Stated goal 1 – Condense the paragraph beginning "Start System Preferences" in the forum thread on viewing all windows on a Mac into one shorter sentence, keeping its main facts.

# Viewing windows all at once



## srwebtech (Dec 2, 2003)

Still adjusting to my Mac. 

In Vista, to see all open Windows, I right click on the task bar and select "Show Windows Side by Side. 

How do I do this with the Mac? My function keys serve two purposes. (Example: "F9" has the >> icon on it) I want to have quick access to all my Word documents. 

Thanks

Sylvia


----------



## Headrush (Feb 9, 2005)

Start System Preferences -> Expose & Spaces and then under All Windows, enable which ever key you want to enable showing all windows. (I thought F9 was enabled by default, but could be wrong)

(You can also set hot corners of the screen to do the same thing with the mouse only)


----------



## srwebtech (Dec 2, 2003)

Hi

I checked the system preferences>keyboard and mouse>placed a check in the box so that the Function Keys would work as standard function keys. Now when I hit F9 or F10, I get the desired action. 


Sylvia


----------



## PhoenixLocksmith (May 7, 2008)

Expose is my favorite method to view all open windows at once. And if the default options aren't to your liking you can always looking into add 3rd Party Apps like Quick Silver, which will in able u to add custom quick keys to accomplish your routine tasks


----------



## jfm429 (Jun 8, 2007)

Quicksilver FTW! I use it all the time, mainly for launching apps, but also for other tasks. It should be included in OS X, IMHO.


----------



## tomdkat (May 6, 2006)

I've got a related Expose question.  After pressing the hot key to invoke Expose (or more accurately after *accidentally* pressing the hot key ), how do you exit Expose to return to your desktop?

Peace...


----------



## jfm429 (Jun 8, 2007)

Press the key again, click on a window, or click in the space between the windows.


----------



## tomdkat (May 6, 2006)

Thanks! :up:

Peace...


----------

Records to process –
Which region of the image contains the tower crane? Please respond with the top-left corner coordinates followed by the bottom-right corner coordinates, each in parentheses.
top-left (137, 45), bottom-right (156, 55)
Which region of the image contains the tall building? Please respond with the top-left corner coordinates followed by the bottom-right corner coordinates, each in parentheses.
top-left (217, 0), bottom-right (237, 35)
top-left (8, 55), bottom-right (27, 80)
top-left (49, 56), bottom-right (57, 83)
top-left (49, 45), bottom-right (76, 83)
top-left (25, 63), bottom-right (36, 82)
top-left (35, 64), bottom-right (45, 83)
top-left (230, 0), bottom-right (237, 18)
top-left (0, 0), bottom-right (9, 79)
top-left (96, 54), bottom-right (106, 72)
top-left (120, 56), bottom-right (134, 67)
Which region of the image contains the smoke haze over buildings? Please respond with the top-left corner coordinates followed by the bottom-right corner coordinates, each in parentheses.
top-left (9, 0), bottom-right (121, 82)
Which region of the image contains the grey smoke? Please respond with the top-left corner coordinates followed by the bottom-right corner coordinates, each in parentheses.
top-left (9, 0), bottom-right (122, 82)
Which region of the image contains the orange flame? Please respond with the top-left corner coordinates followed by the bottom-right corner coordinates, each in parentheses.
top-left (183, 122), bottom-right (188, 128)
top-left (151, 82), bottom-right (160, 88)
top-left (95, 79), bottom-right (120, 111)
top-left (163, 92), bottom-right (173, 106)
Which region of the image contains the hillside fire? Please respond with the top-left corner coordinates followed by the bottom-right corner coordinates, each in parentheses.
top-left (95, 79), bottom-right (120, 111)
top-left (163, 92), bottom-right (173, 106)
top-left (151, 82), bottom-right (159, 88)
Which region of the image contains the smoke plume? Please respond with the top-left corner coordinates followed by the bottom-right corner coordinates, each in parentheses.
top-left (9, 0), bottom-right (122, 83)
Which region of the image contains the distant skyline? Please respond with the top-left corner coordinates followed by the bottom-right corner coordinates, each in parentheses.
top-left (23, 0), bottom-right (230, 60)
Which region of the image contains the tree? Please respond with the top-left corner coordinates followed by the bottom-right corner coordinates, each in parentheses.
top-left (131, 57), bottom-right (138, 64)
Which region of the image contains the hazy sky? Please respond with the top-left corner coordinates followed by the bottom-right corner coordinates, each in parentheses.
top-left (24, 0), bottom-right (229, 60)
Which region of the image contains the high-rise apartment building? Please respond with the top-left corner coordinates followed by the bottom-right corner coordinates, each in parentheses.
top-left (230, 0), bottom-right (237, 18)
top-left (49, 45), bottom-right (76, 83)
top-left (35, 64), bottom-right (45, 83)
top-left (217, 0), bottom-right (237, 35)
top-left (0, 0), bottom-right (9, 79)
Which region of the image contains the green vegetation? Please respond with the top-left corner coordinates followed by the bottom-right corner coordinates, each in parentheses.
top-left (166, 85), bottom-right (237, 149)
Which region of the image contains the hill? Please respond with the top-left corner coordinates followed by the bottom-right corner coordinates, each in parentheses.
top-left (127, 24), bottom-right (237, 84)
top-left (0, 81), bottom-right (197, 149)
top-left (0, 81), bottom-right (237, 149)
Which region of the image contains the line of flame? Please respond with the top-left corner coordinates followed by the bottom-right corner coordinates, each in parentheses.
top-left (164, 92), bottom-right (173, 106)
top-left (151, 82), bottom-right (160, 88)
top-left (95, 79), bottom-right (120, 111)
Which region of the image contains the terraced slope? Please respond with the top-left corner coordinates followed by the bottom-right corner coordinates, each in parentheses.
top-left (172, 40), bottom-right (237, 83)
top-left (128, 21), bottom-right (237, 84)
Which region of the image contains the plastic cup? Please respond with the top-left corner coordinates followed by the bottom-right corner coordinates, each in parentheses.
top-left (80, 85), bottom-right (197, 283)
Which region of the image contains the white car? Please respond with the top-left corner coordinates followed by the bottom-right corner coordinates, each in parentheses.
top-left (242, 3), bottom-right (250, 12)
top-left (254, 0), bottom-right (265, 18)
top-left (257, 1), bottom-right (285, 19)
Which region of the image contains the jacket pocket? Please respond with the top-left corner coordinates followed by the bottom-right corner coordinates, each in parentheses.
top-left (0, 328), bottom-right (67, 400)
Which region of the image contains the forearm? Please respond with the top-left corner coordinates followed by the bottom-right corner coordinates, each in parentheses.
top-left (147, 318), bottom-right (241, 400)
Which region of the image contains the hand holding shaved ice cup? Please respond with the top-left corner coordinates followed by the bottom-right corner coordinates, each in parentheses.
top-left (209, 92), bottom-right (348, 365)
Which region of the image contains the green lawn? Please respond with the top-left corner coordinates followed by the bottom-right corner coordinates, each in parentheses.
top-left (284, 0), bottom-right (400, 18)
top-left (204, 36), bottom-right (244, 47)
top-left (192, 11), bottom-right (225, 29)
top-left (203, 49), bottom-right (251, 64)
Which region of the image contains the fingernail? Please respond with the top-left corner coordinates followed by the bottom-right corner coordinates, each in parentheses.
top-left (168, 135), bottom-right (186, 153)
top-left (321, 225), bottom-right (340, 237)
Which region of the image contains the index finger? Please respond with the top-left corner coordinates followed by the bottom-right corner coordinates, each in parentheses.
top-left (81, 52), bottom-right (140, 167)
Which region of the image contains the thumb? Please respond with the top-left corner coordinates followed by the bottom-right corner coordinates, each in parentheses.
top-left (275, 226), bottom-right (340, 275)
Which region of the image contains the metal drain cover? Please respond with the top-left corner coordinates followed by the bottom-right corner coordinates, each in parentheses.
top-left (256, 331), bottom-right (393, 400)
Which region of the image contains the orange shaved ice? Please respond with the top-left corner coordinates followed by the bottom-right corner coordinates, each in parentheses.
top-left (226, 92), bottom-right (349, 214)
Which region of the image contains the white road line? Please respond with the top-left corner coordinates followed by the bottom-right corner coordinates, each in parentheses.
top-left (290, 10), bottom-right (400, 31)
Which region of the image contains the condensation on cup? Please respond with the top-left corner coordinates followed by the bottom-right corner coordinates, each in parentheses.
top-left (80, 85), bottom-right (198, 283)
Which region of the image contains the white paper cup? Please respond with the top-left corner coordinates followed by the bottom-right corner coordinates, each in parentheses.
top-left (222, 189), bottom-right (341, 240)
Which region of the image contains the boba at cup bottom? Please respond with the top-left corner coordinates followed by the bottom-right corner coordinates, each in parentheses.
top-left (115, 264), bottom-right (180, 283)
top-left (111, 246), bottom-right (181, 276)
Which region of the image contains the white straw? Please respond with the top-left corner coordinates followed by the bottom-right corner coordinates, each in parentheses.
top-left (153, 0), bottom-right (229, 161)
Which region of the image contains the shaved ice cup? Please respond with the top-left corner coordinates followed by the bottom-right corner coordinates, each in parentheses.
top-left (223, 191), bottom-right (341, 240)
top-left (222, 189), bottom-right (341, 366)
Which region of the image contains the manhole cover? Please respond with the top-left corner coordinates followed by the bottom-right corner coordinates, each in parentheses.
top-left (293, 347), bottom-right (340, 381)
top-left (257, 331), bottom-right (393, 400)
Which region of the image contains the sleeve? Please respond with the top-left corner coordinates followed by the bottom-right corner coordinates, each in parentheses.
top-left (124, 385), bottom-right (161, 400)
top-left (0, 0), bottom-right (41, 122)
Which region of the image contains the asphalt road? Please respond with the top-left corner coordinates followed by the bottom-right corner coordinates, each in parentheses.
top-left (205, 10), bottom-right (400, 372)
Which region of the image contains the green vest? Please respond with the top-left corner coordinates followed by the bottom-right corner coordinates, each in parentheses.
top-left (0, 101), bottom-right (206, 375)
==
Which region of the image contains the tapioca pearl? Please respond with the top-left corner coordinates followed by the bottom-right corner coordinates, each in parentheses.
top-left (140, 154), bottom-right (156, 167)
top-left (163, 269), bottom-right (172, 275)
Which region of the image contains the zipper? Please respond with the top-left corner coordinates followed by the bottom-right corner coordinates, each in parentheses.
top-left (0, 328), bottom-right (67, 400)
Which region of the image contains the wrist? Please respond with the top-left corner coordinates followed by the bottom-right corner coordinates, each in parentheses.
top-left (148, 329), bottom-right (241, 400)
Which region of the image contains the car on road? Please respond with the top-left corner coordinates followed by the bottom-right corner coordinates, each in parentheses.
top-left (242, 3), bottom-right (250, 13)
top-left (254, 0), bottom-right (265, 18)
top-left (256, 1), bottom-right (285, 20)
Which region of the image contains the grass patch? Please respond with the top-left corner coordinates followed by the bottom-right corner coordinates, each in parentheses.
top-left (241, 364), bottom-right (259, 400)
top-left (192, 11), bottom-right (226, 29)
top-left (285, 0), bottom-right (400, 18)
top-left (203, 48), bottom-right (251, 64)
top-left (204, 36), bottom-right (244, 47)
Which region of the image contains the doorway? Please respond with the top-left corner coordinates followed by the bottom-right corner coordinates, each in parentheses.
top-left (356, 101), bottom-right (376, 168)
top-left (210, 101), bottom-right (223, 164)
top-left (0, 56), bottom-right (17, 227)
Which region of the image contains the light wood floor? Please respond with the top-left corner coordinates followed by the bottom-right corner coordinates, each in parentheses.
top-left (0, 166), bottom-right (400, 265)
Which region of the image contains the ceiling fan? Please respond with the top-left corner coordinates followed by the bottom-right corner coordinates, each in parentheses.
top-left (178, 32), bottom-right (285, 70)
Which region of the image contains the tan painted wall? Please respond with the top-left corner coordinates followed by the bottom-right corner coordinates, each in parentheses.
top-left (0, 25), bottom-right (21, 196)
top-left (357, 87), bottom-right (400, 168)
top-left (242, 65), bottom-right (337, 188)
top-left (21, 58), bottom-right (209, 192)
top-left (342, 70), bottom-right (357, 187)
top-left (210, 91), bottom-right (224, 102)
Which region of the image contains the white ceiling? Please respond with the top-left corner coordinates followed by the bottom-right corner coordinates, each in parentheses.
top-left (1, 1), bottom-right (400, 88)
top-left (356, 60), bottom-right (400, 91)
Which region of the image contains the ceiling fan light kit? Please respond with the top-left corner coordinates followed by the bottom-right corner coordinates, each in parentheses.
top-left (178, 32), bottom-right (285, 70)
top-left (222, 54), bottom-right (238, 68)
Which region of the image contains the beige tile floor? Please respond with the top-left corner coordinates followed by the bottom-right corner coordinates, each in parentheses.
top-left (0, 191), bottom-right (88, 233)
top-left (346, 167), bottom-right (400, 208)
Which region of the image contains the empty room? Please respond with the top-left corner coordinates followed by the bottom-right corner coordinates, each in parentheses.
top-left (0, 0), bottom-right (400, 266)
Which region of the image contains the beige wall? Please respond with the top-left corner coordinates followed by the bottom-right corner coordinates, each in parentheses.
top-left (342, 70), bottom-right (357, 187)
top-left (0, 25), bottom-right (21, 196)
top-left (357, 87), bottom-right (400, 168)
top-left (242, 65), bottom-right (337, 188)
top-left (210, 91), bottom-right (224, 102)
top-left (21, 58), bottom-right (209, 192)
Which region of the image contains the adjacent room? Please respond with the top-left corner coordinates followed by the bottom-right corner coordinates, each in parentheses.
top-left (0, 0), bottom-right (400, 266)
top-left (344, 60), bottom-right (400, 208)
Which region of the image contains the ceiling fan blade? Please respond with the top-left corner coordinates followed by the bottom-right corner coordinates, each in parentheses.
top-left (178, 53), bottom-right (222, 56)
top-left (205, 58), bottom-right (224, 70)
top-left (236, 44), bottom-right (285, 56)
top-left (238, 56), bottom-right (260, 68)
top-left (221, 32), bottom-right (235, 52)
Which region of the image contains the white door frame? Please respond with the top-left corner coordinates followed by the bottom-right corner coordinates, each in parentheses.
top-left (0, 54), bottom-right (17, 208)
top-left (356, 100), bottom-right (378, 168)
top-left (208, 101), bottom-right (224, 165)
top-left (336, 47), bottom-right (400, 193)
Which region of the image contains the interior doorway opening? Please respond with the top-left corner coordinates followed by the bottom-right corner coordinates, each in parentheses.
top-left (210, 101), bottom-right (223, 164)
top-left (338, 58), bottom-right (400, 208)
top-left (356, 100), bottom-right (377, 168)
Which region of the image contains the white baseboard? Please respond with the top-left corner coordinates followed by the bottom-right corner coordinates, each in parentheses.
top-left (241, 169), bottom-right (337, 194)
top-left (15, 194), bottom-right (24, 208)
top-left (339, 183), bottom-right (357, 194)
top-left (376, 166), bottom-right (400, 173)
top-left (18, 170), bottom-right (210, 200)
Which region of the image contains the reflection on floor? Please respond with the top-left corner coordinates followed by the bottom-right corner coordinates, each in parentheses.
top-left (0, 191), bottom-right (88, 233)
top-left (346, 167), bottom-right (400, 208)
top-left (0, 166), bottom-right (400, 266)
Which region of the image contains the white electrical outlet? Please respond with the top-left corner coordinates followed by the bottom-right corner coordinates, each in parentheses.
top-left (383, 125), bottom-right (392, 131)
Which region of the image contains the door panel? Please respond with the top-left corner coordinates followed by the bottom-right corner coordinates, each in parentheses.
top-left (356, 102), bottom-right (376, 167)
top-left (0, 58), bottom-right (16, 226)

Stated goal 2 – From the records, copy the lines starting with the one containing "Which region of the image contains the white baseboard?" and ending with the one containing "top-left (241, 169), bottom-right (337, 194)", both lines included.

Expected answer 1 – Open System Preferences -> Expose & Spaces and, under All Windows, enable the key you want for showing all windows; the poster thought F9 was enabled by default but wasn't sure.

Expected answer 2 –
Which region of the image contains the white baseboard? Please respond with the top-left corner coordinates followed by the bottom-right corner coordinates, each in parentheses.
top-left (241, 169), bottom-right (337, 194)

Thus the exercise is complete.